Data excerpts
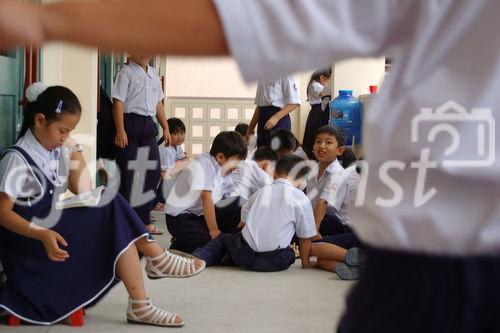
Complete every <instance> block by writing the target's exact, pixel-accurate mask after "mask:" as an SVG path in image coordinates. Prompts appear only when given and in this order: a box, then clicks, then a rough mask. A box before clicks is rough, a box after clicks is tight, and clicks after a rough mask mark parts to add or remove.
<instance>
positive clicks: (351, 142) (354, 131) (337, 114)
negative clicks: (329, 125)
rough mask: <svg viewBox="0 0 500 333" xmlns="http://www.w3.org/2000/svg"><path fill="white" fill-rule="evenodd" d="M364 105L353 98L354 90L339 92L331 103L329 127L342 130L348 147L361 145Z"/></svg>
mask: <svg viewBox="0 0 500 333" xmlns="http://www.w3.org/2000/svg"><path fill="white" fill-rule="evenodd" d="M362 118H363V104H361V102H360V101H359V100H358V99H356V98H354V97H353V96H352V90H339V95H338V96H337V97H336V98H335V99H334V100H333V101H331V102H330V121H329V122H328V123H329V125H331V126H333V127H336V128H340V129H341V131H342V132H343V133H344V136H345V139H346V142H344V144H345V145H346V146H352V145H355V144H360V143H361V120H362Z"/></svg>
---
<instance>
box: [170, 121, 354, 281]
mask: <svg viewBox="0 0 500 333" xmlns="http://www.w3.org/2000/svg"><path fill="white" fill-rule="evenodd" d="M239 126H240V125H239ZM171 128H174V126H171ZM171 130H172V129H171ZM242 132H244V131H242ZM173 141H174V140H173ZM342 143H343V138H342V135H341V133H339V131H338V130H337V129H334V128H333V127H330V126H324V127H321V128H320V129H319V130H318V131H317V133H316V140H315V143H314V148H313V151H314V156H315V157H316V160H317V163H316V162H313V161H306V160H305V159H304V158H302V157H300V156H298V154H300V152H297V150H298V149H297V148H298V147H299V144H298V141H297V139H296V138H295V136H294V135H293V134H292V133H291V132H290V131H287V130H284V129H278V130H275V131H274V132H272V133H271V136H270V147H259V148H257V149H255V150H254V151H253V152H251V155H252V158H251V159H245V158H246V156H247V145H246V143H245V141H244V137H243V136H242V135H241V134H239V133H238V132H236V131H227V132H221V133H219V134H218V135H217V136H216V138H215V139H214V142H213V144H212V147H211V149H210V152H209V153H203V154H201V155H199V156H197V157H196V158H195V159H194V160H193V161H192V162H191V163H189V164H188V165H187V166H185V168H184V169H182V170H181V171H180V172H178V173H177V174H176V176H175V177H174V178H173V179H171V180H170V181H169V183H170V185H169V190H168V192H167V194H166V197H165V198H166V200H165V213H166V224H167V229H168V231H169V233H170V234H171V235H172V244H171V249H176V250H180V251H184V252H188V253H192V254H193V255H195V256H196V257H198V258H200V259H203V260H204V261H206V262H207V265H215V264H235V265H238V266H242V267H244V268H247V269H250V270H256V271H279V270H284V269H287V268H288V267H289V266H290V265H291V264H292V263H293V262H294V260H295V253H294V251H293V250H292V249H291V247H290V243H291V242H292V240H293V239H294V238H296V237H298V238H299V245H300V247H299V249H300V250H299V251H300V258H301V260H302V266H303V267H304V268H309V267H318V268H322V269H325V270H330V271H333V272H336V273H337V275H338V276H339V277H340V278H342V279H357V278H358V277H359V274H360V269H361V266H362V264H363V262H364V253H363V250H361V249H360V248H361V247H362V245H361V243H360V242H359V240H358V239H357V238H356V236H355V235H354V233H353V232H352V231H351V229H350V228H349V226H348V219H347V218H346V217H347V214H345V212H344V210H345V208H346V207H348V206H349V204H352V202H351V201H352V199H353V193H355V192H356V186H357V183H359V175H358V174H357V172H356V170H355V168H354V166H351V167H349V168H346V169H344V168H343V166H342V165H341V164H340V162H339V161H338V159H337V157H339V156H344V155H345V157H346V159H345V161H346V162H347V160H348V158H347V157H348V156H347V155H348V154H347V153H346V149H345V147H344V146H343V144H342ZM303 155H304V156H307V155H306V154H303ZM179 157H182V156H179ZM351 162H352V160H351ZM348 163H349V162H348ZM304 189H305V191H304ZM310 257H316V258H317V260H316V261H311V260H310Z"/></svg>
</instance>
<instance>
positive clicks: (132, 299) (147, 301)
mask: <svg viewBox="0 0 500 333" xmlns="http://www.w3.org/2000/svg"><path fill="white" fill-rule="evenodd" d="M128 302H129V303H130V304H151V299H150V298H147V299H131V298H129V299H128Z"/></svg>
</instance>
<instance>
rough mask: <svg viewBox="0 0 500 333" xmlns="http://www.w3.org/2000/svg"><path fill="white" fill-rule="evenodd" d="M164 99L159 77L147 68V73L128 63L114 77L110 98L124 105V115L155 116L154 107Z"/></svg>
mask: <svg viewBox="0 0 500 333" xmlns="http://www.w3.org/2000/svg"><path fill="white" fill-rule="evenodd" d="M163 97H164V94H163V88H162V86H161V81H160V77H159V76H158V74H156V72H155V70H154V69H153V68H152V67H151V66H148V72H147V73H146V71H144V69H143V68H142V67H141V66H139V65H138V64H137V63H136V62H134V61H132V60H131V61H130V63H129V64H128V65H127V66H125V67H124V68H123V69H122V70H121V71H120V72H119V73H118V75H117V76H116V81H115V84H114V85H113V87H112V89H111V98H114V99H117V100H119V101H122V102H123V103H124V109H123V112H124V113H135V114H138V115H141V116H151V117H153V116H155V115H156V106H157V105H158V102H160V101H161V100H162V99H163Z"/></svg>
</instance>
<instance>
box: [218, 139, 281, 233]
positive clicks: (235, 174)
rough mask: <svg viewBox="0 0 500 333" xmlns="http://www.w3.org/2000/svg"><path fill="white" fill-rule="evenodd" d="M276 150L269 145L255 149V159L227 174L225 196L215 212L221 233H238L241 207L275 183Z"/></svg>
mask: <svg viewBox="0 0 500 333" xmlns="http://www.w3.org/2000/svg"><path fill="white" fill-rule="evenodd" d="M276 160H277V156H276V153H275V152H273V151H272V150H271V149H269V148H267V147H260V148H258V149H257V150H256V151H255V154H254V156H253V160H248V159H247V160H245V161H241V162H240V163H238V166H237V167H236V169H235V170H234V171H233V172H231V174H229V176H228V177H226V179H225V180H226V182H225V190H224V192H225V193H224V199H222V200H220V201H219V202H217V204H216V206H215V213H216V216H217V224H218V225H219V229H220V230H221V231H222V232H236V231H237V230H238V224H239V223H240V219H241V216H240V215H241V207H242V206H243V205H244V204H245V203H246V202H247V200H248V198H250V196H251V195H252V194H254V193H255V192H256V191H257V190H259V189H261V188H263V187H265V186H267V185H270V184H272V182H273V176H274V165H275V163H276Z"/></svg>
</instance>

# [ASSIGNMENT]
Among the records above, a stretch begins at the line containing "Complete every <instance>" and ends at the line containing "negative clicks: (329, 125)". Restate that stretch word for word, and nothing else.

# [SOLUTION TO THE PROBLEM]
Complete every <instance> block by writing the target's exact, pixel-accurate mask after "mask:" as an SVG path in image coordinates. Prompts appear only when given and in this order: a box, then clicks, then a rough mask. A box before clicks is rough, a box after clicks is tight, and clicks after a rough mask mark parts to add or remove.
<instance>
positive clicks: (351, 142) (354, 131) (337, 114)
negative clicks: (329, 125)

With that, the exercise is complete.